## [Aim]
Convert the items from the line with "snow-covered bush for our species-monitoring database." up to and including the line with "[0,87,63,199]" into a two-column CSV with the headers item_text and answer, one row per item. Put each item's text and its answer in its own quoted field, replacing any line breaks with spaces.

"""

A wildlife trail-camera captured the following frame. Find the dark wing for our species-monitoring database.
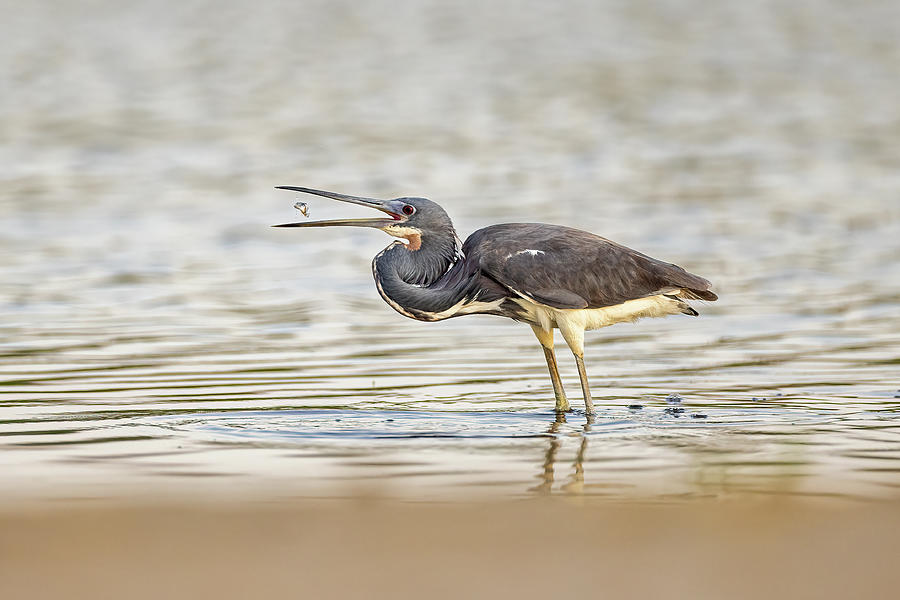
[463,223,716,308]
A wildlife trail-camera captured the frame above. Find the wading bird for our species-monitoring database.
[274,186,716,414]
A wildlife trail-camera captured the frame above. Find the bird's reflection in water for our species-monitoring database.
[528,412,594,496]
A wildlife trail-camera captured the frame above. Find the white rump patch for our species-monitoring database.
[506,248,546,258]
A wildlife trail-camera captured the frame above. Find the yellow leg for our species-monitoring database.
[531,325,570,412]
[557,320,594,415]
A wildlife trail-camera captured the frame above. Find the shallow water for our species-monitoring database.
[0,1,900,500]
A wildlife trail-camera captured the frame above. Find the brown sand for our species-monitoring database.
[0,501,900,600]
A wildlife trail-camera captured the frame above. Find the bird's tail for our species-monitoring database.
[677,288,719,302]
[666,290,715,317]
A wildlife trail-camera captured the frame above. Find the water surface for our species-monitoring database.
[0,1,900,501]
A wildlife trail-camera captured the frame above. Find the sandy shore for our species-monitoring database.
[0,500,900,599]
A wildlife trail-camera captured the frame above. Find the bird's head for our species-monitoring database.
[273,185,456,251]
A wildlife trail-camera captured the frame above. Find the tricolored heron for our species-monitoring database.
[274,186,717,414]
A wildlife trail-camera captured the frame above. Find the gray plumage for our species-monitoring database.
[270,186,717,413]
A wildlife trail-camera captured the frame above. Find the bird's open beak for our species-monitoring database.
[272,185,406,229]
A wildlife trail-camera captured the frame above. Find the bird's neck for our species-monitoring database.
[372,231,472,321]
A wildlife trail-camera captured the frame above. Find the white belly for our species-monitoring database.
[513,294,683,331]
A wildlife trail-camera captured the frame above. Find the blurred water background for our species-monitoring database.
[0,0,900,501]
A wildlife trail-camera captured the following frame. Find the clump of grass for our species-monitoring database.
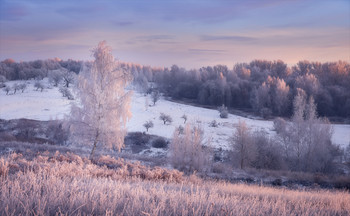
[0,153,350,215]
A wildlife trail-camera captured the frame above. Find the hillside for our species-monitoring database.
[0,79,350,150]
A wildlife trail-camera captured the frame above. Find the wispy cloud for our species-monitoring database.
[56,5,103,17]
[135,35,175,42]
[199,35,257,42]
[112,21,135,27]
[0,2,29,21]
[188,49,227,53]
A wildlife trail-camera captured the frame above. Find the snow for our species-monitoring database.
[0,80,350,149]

"""
"""

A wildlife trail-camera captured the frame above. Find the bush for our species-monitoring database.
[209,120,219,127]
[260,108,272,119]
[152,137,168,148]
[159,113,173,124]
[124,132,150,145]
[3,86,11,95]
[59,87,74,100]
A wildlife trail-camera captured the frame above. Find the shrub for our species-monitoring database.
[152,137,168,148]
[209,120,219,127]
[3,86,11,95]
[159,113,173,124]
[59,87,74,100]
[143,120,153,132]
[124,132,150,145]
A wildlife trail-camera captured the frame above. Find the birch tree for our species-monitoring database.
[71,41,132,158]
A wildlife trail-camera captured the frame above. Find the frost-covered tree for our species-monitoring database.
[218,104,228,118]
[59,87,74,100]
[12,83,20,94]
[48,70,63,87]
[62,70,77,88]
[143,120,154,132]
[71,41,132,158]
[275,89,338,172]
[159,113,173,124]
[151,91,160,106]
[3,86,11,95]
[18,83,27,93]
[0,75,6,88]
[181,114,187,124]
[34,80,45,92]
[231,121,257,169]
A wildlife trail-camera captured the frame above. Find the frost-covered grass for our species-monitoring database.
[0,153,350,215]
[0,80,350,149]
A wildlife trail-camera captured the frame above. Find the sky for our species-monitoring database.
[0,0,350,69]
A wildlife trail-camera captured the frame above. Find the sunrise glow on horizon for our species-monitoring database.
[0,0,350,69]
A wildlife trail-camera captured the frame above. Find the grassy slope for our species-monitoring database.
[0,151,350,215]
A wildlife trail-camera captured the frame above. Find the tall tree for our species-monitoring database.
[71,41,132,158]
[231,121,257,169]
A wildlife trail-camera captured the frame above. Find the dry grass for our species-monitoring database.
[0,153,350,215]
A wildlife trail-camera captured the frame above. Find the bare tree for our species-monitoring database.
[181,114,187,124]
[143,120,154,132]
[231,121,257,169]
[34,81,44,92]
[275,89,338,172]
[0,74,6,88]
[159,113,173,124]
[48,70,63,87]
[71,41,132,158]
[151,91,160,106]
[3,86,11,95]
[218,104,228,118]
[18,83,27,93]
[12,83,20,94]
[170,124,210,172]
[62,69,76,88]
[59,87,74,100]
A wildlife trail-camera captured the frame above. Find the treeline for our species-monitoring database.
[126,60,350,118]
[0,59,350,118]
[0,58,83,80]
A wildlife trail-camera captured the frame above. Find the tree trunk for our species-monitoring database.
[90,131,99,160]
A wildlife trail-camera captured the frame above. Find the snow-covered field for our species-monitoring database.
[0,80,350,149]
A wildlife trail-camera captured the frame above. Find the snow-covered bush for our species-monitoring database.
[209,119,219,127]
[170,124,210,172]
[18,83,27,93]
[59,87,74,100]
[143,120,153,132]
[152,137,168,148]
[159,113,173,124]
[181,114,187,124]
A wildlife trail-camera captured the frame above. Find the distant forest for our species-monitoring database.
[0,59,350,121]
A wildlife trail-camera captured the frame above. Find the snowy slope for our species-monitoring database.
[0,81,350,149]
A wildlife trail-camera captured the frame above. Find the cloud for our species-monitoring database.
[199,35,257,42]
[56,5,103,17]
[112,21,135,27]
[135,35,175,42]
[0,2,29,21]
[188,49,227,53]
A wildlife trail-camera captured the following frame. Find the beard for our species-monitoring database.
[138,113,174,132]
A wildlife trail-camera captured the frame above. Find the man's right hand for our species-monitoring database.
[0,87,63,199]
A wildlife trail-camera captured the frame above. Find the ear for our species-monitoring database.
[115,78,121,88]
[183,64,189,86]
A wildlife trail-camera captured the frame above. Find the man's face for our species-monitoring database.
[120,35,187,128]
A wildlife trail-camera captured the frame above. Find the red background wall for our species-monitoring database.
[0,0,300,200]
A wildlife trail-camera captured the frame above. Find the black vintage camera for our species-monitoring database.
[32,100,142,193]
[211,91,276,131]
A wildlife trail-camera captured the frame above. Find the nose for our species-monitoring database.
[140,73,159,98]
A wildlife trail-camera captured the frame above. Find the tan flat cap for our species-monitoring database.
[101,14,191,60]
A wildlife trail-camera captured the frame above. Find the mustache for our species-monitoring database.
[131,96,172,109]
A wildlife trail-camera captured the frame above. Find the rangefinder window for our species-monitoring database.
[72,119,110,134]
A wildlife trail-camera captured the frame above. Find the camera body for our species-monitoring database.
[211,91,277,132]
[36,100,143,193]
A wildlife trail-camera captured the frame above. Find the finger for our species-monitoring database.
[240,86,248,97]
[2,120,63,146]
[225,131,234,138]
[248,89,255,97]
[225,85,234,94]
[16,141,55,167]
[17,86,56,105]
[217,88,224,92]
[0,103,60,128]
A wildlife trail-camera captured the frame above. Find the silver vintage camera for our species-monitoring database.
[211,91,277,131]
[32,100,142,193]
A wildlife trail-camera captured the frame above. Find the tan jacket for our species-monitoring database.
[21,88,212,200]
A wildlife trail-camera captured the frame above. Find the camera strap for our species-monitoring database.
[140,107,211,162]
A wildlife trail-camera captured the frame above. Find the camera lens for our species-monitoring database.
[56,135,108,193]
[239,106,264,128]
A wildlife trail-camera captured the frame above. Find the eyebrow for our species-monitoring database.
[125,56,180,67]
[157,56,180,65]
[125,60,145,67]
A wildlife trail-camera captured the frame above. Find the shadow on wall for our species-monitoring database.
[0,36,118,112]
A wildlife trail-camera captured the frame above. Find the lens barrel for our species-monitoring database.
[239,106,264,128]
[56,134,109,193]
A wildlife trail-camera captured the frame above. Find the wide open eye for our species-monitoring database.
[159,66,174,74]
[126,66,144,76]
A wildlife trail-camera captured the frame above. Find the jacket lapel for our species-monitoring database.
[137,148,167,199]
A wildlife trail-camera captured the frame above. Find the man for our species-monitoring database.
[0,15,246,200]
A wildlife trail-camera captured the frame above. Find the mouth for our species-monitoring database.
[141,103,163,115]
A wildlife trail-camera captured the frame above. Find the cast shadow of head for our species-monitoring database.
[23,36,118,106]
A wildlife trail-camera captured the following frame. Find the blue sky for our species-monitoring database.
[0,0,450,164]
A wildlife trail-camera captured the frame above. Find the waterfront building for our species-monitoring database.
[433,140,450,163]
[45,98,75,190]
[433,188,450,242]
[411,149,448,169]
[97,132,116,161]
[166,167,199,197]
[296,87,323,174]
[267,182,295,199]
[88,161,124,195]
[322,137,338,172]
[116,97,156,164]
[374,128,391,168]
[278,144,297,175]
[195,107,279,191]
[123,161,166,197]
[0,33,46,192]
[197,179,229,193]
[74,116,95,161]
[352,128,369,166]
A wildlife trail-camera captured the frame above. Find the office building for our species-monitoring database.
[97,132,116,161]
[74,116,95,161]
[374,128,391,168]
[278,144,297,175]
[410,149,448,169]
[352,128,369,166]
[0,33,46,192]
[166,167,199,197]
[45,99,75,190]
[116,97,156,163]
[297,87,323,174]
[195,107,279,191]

"""

## [Finished answer]
item_text,answer
"A wildlife trail-camera captured the frame above. Find the snow-covered bush for our species-monitoring database.","[209,119,219,127] [170,124,210,172] [18,83,27,93] [59,87,74,100] [143,120,153,132] [152,137,168,148] [159,113,173,124] [181,114,187,124]"
"A wildlife trail-camera captured the frame above. Find the distant forest for our species-monitoring database.","[0,59,350,121]"
"A wildlife trail-camera captured the frame above. Find the snowy slope for our species-monitoring database.","[0,81,350,149]"
"A wildlife trail-camera captured the frame above. Find the cloud for our species-monitoring database.","[199,35,257,42] [56,5,103,17] [112,21,135,27] [135,35,175,42] [0,2,29,21] [188,49,227,53]"
"A wildlife trail-camera captured the following frame. Find the beard for our species-monitoring database.","[138,113,174,132]"
"A wildlife trail-camera captured the frame above. Find the man's right hand for our species-monitoring database.","[0,87,63,199]"